• To do
Copy the rows below word for word, starting at the line with "segment: person walking on path" and ending at the line with "367 320 L 386", both included. Omit the pictures from your copy.

• Data excerpts
###

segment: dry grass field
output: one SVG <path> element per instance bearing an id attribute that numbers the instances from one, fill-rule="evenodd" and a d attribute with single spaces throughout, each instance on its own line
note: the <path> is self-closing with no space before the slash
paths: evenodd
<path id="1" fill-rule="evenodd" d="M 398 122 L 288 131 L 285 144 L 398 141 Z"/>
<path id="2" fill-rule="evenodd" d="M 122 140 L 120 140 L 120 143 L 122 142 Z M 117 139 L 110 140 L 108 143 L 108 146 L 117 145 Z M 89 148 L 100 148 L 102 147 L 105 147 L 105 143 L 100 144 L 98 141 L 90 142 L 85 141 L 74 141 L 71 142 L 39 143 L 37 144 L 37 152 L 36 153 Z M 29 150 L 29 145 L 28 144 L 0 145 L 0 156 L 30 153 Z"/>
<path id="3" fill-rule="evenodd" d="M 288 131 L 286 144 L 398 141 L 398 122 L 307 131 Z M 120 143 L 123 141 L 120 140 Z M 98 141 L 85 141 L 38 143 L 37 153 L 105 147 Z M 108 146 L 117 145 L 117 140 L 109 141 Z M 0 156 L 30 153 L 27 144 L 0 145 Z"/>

###

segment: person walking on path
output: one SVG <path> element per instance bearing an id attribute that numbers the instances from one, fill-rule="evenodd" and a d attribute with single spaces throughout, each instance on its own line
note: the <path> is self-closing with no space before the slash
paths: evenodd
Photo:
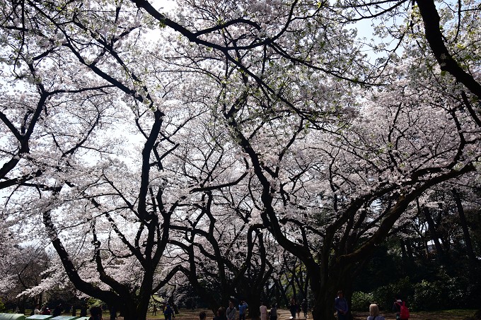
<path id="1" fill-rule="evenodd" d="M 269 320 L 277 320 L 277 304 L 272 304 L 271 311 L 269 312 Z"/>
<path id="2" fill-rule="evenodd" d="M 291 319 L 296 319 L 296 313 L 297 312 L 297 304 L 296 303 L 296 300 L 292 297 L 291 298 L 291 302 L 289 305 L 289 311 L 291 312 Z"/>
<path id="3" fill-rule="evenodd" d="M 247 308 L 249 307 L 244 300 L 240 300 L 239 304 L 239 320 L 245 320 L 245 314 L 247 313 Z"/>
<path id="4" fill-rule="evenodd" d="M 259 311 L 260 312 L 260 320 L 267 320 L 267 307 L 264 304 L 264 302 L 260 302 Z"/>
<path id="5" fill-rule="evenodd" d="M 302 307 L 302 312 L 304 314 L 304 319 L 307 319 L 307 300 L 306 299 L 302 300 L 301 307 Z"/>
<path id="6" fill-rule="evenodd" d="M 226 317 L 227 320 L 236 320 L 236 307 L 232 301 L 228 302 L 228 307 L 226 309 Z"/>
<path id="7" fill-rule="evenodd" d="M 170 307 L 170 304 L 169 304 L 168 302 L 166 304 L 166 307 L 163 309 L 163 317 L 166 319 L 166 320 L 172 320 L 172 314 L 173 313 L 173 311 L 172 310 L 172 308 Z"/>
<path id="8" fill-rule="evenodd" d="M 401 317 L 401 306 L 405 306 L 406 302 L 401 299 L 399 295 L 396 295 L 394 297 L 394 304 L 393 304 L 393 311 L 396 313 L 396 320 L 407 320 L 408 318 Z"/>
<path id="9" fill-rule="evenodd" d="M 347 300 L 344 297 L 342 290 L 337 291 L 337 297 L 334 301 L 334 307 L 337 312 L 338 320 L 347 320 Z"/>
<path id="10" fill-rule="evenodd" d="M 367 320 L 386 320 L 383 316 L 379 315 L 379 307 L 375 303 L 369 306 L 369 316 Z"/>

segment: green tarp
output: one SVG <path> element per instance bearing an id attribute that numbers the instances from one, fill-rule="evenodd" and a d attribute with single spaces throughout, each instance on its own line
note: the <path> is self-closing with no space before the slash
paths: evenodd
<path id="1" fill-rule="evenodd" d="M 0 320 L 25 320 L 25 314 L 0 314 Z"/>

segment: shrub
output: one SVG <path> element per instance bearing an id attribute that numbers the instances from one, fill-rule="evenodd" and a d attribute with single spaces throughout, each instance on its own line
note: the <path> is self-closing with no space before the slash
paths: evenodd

###

• Task result
segment: person walking on path
output: one SVG <path> element per instance bearing an id attribute that numbers the instances from one, fill-rule="evenodd" and a d attribute with single spaces throughout, each instance on its own line
note: the <path> is self-closing with no space before the slash
paths: evenodd
Photo:
<path id="1" fill-rule="evenodd" d="M 269 320 L 277 320 L 277 304 L 272 304 L 271 311 L 269 312 Z"/>
<path id="2" fill-rule="evenodd" d="M 291 319 L 296 319 L 296 313 L 297 312 L 297 304 L 296 303 L 296 300 L 292 297 L 291 298 L 291 302 L 289 305 L 289 311 L 291 312 Z"/>
<path id="3" fill-rule="evenodd" d="M 247 308 L 249 307 L 244 300 L 240 300 L 239 304 L 239 320 L 245 320 L 245 314 L 247 313 Z"/>
<path id="4" fill-rule="evenodd" d="M 259 311 L 260 312 L 260 320 L 267 320 L 267 307 L 264 304 L 264 302 L 260 302 Z"/>
<path id="5" fill-rule="evenodd" d="M 302 307 L 302 312 L 304 314 L 304 319 L 307 319 L 307 300 L 306 299 L 302 300 L 301 307 Z"/>
<path id="6" fill-rule="evenodd" d="M 226 317 L 227 320 L 236 320 L 236 307 L 232 301 L 228 302 L 228 307 L 226 309 Z"/>
<path id="7" fill-rule="evenodd" d="M 170 307 L 170 304 L 169 304 L 168 302 L 166 304 L 166 307 L 163 309 L 163 317 L 166 319 L 166 320 L 172 320 L 172 314 L 173 313 L 173 311 L 172 310 L 172 308 Z"/>
<path id="8" fill-rule="evenodd" d="M 401 317 L 401 306 L 405 306 L 406 302 L 401 299 L 399 295 L 396 295 L 394 297 L 394 304 L 393 304 L 393 311 L 396 313 L 396 320 L 407 320 L 408 318 Z"/>
<path id="9" fill-rule="evenodd" d="M 347 300 L 344 297 L 342 290 L 337 291 L 337 297 L 334 301 L 334 307 L 337 312 L 338 320 L 347 320 Z"/>
<path id="10" fill-rule="evenodd" d="M 367 320 L 386 320 L 383 316 L 379 315 L 379 307 L 375 303 L 369 306 L 369 316 Z"/>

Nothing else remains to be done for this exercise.